[Source records]
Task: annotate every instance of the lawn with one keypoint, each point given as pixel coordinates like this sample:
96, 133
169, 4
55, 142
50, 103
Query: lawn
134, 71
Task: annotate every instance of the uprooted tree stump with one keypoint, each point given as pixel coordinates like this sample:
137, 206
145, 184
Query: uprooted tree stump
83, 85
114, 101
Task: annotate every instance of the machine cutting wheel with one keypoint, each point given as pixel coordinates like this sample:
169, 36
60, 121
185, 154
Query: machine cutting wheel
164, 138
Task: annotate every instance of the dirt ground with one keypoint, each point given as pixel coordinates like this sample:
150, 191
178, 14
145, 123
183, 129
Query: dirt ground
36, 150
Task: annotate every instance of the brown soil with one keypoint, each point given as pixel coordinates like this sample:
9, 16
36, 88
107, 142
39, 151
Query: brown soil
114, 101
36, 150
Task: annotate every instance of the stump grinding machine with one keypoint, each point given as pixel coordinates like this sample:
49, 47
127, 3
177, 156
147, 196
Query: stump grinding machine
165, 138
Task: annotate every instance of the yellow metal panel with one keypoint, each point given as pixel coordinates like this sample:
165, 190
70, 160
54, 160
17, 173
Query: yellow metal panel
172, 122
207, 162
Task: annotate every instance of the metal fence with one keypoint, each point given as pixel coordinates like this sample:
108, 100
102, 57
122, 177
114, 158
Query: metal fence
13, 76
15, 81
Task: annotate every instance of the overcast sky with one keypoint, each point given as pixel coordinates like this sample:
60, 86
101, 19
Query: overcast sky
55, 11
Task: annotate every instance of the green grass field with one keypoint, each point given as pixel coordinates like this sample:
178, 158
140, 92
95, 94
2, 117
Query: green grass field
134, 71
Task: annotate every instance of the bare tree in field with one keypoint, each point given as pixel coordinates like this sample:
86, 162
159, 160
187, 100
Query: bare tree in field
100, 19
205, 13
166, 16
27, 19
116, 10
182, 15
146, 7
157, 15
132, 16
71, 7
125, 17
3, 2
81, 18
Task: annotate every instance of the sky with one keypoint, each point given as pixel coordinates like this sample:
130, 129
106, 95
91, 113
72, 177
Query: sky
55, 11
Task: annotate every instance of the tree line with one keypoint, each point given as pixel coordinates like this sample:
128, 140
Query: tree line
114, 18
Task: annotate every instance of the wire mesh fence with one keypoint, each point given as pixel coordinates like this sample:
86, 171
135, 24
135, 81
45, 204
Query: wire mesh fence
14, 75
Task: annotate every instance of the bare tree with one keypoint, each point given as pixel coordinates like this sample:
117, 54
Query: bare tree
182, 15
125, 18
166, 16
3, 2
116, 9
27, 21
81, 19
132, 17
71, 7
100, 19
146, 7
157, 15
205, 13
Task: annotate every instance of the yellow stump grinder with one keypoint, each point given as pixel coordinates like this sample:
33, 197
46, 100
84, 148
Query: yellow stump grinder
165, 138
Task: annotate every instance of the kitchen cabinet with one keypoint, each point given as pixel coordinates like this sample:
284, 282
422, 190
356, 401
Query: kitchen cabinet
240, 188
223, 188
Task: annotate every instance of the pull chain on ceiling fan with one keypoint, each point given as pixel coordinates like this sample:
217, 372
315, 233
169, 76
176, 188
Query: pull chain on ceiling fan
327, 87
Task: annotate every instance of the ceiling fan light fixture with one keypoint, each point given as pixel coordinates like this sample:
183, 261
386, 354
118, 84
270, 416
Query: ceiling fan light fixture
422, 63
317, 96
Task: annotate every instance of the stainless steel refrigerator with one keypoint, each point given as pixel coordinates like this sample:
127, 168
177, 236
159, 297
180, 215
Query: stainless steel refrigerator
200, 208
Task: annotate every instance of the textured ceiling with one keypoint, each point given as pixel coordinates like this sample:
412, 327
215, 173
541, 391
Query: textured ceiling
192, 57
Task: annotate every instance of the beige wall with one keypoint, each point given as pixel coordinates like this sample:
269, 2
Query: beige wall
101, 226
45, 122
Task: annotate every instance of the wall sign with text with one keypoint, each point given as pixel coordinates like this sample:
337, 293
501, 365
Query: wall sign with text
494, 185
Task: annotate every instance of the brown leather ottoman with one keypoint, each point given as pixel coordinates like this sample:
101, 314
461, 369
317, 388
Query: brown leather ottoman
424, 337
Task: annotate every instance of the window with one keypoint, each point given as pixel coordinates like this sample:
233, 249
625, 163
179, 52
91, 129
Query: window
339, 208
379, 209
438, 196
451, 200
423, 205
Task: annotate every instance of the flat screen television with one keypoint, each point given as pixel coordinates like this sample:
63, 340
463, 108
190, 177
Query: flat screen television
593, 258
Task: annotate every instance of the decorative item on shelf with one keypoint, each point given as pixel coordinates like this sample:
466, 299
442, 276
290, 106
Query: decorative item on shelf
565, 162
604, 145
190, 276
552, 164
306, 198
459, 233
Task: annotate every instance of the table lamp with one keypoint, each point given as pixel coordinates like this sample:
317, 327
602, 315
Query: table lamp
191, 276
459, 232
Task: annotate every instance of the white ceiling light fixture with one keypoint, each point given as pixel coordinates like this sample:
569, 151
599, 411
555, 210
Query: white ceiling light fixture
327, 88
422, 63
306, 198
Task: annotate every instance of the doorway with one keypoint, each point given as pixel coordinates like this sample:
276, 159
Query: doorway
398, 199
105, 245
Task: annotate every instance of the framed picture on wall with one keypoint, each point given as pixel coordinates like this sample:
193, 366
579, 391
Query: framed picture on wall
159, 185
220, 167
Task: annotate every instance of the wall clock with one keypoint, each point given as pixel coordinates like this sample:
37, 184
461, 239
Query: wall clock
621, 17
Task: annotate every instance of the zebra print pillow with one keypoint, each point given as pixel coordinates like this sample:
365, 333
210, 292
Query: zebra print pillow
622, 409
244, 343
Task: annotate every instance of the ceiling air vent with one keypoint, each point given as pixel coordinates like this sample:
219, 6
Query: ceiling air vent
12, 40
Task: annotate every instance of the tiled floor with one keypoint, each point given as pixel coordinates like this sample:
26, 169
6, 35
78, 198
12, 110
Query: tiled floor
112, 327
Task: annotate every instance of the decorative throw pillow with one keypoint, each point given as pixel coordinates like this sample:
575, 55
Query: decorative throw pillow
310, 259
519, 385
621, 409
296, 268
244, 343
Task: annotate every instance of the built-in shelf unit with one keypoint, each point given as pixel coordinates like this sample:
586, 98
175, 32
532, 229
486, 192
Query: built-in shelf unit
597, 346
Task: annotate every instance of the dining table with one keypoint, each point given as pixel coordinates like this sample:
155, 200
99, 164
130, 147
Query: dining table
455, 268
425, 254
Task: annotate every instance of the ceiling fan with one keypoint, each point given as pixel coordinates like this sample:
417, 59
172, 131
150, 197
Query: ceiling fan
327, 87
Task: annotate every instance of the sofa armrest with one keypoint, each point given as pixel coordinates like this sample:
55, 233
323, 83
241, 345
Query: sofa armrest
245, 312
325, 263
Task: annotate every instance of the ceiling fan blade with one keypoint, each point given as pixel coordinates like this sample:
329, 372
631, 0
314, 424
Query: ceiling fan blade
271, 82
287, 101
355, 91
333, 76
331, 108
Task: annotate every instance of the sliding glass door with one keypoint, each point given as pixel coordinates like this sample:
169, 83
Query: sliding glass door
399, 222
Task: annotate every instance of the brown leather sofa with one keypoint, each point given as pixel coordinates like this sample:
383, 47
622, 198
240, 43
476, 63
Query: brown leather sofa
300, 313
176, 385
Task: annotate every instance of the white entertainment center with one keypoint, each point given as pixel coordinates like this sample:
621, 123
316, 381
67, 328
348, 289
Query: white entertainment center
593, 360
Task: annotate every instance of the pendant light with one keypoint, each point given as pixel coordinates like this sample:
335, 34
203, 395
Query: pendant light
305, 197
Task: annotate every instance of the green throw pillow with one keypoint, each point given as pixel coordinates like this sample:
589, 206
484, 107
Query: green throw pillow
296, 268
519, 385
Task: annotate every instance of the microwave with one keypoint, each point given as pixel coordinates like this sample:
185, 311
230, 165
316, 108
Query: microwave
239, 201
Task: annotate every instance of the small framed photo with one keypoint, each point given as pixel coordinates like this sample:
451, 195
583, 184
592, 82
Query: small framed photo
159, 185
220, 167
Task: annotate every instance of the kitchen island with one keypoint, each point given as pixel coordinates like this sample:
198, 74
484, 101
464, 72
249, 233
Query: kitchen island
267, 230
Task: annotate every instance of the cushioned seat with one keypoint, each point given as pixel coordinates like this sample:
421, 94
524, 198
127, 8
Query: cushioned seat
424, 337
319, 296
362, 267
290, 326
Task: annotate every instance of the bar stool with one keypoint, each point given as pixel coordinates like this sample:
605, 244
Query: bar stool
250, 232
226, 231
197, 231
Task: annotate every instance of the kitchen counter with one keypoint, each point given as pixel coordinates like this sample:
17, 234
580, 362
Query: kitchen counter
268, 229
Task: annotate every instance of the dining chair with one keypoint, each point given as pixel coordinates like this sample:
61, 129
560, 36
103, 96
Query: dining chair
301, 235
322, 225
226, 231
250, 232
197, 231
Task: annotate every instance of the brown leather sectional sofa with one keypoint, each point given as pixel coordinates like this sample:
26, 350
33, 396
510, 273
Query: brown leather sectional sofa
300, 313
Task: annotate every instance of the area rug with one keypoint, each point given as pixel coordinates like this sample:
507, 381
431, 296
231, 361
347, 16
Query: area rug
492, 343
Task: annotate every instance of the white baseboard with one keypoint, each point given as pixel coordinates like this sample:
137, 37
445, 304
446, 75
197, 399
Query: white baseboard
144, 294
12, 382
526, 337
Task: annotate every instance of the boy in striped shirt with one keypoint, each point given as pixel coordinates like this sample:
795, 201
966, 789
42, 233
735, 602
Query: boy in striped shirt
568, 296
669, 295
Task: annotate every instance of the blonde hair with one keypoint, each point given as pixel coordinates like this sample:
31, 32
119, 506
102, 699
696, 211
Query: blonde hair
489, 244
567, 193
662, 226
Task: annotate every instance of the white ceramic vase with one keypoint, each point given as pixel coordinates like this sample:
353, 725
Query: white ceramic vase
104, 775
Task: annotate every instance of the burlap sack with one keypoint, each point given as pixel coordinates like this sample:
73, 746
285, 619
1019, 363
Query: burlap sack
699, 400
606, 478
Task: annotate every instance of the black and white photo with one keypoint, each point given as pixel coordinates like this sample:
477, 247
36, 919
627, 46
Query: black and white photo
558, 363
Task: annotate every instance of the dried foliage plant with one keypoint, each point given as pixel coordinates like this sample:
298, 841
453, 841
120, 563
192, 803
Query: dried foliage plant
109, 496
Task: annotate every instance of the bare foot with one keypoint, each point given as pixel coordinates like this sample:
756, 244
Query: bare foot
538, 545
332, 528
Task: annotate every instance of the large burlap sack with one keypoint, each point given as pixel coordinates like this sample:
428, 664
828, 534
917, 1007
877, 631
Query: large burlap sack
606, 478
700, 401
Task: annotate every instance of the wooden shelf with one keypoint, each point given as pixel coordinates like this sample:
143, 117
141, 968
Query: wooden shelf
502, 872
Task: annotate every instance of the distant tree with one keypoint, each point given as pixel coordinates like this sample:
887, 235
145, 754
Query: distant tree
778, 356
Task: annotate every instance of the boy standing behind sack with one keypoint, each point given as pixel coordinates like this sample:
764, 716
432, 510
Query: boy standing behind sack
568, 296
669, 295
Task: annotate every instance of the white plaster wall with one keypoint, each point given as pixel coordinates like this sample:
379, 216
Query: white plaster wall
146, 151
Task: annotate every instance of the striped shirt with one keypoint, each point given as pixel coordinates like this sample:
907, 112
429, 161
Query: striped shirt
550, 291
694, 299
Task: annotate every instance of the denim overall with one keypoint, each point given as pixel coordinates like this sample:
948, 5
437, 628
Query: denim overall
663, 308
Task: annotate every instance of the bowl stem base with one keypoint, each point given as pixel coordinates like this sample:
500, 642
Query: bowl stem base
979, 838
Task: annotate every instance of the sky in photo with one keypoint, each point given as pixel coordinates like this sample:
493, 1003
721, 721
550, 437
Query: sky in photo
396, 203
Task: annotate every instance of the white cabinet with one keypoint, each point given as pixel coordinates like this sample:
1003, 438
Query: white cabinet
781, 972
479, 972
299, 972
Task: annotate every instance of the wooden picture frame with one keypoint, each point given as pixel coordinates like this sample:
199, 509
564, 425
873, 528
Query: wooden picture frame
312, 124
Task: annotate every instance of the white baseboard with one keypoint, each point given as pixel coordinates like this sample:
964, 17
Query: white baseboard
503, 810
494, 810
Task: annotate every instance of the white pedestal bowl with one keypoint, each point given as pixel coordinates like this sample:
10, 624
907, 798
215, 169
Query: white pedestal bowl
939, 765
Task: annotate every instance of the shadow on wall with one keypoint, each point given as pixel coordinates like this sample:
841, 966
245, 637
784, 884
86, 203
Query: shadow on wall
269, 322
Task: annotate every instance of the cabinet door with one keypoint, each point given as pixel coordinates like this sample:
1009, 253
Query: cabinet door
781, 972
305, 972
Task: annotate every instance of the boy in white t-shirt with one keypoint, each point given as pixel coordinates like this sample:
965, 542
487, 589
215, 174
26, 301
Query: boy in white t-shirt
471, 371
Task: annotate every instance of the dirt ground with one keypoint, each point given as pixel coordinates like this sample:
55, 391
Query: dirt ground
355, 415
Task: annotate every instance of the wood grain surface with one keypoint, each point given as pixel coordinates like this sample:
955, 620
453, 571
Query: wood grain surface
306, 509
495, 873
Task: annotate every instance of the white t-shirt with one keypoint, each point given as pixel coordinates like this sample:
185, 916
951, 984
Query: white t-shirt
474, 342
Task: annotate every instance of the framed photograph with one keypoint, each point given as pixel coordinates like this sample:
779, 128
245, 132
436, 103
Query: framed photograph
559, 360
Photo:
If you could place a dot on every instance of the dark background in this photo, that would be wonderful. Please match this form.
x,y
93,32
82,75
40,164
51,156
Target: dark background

▶ _Action item_
Copy out the lines above that hold the string "background".

▶ _Answer to this task_
If you could place a dot on every instance of the dark background in this photo, that would be wonderful. Please match this form.
Target: dark background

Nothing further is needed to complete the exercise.